======== Passage shown

The Famiglia Vagabonda ("Wandering Family") was an American Prohibition-era criminal organization of Italian origin operating in Clarksburg and Fairmont, West Virginia. The gang was composed of Black Handers, Camorristi and Mafiosi.

John C. McKinney, a detective who investigated the group, identified them as the  "Famalia [sic] Vagabonda." At the time, local media simply identified the group as The Black Hand.

History
The Famiglia Vagabonda first emerged in Marion County in 1908 as a group of Italian-born criminals under the leadership of Frank Pisconeri. The gang carried out a campaign of extortion in the Italian community and was also involved in gambling, narcotics trafficking, bootlegging, prostitution, kidnapping and murder. "Big Joe" Cenetti, leader of the Famiglia Vagabonda's Clarksburg faction, was shot dead in his automobile near Reynoldsville on December 28, 1921 as a result of an internecine conflict. In March 1923, Harrison County authorities arrested nine members in connection with twelve murders and series of dynamitings carried out in West Virginia, Pennsylvania and Maryland. Vincenzo "Jim" Urso, who led the Fairmont group, avoided prosecution as he had moved to Canada prior to the investigation. In early 1924, several members were executed for murder. Nicholas Salamante, Phillip Connizzaro and Richard Ferri were sentenced to be hanged on 4 January 1924. Approximately a month later, on 15 February, Samual Muratore was also executed. Another member, Pasquale "Patsy" Corbi, had been sentenced to life imprisonment in April 1923 for the January 16, 1922 murder of local barber Francesco "Frank Naples" Napolitano, a reputed Camorra member. Corbi's sentence was later commuted to eighteen years; he was paroled in 1932 and relocated to Baltimore, Maryland where he led a Calabrian mafia group that later became the Gambino crime family's Baltimore Crew.

================
======== Data segment

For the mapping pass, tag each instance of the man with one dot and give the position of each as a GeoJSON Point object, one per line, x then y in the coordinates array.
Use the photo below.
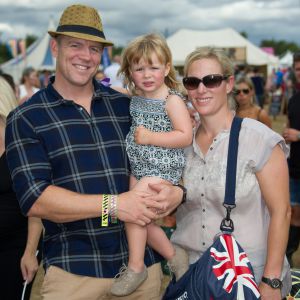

================

* What you should do *
Answer these about the text on the Famiglia Vagabonda:
1. What name did local media use for the group at the time?
2. In what year did the group first emerge in Marion County?
3. To which city did Pasquale "Patsy" Corbi relocate after his parole?
The listing is separate material from the text on the Famiglia Vagabonda.

* Answer to the problem *
1. The Black Hand
2. 1908
3. Baltimore, Maryland